Stored data entries
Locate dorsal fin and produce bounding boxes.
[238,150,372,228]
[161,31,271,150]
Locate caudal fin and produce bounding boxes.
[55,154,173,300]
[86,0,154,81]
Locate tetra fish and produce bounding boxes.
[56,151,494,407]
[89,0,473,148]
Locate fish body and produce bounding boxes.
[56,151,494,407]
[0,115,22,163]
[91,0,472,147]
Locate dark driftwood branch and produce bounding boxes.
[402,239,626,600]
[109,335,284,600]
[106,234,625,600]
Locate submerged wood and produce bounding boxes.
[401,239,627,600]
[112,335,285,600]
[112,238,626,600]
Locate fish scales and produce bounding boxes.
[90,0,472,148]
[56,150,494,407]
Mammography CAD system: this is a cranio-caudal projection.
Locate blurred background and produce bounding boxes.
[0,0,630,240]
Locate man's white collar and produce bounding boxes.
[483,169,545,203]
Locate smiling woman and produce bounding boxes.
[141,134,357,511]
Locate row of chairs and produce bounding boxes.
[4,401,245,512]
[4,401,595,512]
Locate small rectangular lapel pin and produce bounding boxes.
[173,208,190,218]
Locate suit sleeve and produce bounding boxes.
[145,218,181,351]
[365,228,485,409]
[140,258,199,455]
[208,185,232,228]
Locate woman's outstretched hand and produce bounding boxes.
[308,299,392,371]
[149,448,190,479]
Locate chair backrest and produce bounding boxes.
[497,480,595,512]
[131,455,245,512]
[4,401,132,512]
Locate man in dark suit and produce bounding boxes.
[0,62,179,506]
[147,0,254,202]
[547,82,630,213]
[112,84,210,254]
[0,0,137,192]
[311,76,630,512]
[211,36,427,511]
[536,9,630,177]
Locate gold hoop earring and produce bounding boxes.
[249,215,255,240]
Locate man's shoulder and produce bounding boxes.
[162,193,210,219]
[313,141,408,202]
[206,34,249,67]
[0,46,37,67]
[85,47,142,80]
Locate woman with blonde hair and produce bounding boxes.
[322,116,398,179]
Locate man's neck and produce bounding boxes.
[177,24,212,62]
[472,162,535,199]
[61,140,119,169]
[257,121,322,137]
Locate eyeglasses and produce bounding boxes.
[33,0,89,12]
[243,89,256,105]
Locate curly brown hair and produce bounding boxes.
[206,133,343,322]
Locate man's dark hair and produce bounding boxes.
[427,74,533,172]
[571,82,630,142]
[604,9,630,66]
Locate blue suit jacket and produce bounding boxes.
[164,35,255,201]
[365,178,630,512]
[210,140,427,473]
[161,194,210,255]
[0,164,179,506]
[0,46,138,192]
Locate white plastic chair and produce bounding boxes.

Short problem
Please rewrite the records above with every "Locate" changed to "Find" and everything else left the same.

Answer in full
Find dorsal fin and produce bounding boxes.
[238,150,372,228]
[161,31,271,150]
Find caudal fin and produce bounding boxes.
[55,154,173,300]
[86,0,154,81]
Find tetra fish and produce bounding boxes.
[56,151,494,407]
[89,0,473,148]
Find fish body and produce bounding boxes.
[56,151,494,407]
[0,115,22,163]
[91,0,472,147]
Find dark driftwood branch and produce bounding boxes.
[402,239,626,600]
[109,335,284,600]
[106,234,625,600]
Find submerged wood and produce bounding boxes.
[401,239,627,600]
[112,335,285,600]
[112,238,626,600]
Find fish scales and produce bounding boxes.
[90,0,472,148]
[56,150,494,407]
Mammography CAD system: this is a cranio-caudal projection.
Find blurred background and produce bounding boxes.
[0,0,630,240]
Find man's white collar and produce bounding boxes.
[483,169,545,203]
Find smiling woman and produce bounding boxes.
[141,134,357,511]
Find row of chairs and produce bounding boxes.
[4,401,245,512]
[4,401,595,512]
Find small rectangular lapel pin and produce bounding boxes.
[173,208,190,218]
Find suit sleeve and produce bounding boxes.
[145,218,181,351]
[365,228,485,409]
[140,258,199,455]
[208,185,232,228]
Find woman's outstretched hand and produce bounding boxes.
[308,299,392,371]
[149,448,190,479]
Find chair backrest and produce bounding boxes.
[497,480,595,512]
[131,455,245,512]
[4,401,132,512]
Find man in dark suit and produce bounding boxes.
[0,62,179,506]
[147,0,254,202]
[547,82,630,213]
[112,84,210,254]
[0,0,137,192]
[311,76,630,512]
[211,36,427,511]
[536,9,630,177]
Find gold hoop earring and produce bounding boxes.
[249,215,255,240]
Find man's shoulder and produce bounding boxes.
[162,193,210,219]
[313,141,408,202]
[206,34,249,67]
[0,46,37,67]
[85,47,142,80]
Find woman with blonde hair and produce bounding boxes.
[322,116,398,179]
Find man's neck and produce bounding boxes.
[177,24,212,62]
[472,162,535,199]
[61,140,119,169]
[257,121,322,137]
Find eyeglasses and produce bounding boxes.
[33,0,89,12]
[243,89,256,105]
Find curly brown hair and produce bounding boxes.
[206,133,343,322]
Find man's dark hair and produce bounding boxes.
[427,74,533,172]
[571,82,630,142]
[604,9,630,66]
Find blue suit jacket and produce bounding boxes.
[164,35,255,201]
[365,178,630,512]
[210,140,427,473]
[161,194,210,255]
[0,164,179,506]
[0,46,138,192]
Find white plastic chair and produce bounding boxes.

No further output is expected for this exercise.